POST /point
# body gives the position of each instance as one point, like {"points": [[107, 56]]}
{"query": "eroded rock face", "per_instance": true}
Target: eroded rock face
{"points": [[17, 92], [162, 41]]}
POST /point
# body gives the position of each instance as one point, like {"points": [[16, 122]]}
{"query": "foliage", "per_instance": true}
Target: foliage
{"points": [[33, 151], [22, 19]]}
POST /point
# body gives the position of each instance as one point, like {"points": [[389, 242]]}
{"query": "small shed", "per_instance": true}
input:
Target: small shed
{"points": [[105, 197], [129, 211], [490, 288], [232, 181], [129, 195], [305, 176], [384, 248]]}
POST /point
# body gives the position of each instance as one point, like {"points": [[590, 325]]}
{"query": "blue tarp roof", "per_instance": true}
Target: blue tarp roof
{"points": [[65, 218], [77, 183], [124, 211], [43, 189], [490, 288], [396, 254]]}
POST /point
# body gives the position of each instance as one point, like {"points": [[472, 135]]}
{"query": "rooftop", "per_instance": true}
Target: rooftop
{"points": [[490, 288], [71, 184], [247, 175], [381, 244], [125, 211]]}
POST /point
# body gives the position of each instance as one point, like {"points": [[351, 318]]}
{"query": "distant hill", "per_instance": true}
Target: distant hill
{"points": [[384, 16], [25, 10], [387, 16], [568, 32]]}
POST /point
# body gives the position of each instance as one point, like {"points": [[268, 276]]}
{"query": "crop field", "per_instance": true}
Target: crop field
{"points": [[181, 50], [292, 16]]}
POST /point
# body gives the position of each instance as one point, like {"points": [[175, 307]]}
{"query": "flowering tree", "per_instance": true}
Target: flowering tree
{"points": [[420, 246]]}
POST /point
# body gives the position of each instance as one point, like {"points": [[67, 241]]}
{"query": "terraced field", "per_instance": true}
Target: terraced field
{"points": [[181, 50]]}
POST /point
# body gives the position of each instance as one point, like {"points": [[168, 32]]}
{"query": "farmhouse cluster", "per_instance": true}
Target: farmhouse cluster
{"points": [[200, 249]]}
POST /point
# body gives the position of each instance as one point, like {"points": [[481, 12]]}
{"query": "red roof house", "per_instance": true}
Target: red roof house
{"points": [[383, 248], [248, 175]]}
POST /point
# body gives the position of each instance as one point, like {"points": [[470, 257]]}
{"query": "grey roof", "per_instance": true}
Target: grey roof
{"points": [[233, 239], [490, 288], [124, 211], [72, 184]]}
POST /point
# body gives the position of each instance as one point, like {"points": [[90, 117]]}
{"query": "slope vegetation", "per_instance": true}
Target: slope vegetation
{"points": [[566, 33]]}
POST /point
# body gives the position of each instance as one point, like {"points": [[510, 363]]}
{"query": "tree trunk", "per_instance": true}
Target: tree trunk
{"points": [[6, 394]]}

__TASK TO COMPLETE__
Output every entry exactly as it appears.

__SOLUTION TO THIS TASK__
POST /point
# body gives the position of each instance as one point, like {"points": [[107, 56]]}
{"query": "eroded rock face", "per_instance": true}
Target: eroded rock face
{"points": [[17, 92], [162, 41]]}
POST /point
# body gives the position of each instance as one point, like {"points": [[16, 122]]}
{"query": "foliage", "per_instance": true}
Target: foliage
{"points": [[33, 151], [22, 19]]}
POST /point
# body gives the position of each instance as one point, like {"points": [[389, 242]]}
{"query": "small shed", "per_instance": true}
input:
Target: small shed
{"points": [[105, 197], [129, 211], [490, 288], [232, 181], [129, 195], [305, 176], [384, 248]]}
POST /point
# body gives the position of each instance as one point, like {"points": [[590, 325]]}
{"query": "blue tarp roof", "per_instance": true}
Target: blue tarp roof
{"points": [[65, 218], [77, 183], [124, 211], [43, 189], [490, 288], [396, 254]]}
POST /point
# body gives the position of each instance as one point, like {"points": [[472, 135]]}
{"query": "rooftop", "per_instance": true}
Target: rooftop
{"points": [[490, 288], [71, 184], [247, 175], [381, 244], [125, 211]]}
POST /point
# body gives the position of each instance as one point, like {"points": [[351, 318]]}
{"query": "distant hill", "per_instance": true}
Target: distant hill
{"points": [[384, 16], [25, 10], [387, 16], [568, 32]]}
POST /point
# body gives the position of each instance as one point, like {"points": [[268, 276]]}
{"query": "crop field", "per_instance": true}
Target: crop field
{"points": [[181, 50], [292, 16]]}
POST /point
# body gives the position of each instance as one point, like {"points": [[175, 307]]}
{"query": "flowering tree", "per_instance": true}
Target: flowering tree
{"points": [[420, 246]]}
POST /point
# body gives the position of each instance as one point, like {"points": [[67, 241]]}
{"query": "terraced field", "per_instance": true}
Target: terraced field
{"points": [[181, 50]]}
POST /point
# body gives the position of each instance as one point, like {"points": [[168, 32]]}
{"query": "farmhouse cluster", "per_instance": true}
Target: farmhouse cluster
{"points": [[200, 249]]}
POST /point
# body gives the position of each instance as one point, like {"points": [[481, 12]]}
{"query": "red roof house", "per_instance": true}
Target: red roof house
{"points": [[383, 248], [248, 175]]}
POST /point
# body gives the position of each instance as one point, like {"points": [[470, 257]]}
{"query": "grey roof", "per_instance": true}
Target: grey roof
{"points": [[233, 239], [490, 288], [124, 211], [72, 184]]}
POST /point
# body gives the position of each instance as one point, like {"points": [[90, 117]]}
{"query": "slope vegetation", "per_instance": true}
Target: slope vegetation
{"points": [[566, 33]]}
POST /point
# body gives the position of each instance as one point, like {"points": [[510, 363]]}
{"query": "tree trunk", "per_instance": true}
Target: tree trunk
{"points": [[6, 394]]}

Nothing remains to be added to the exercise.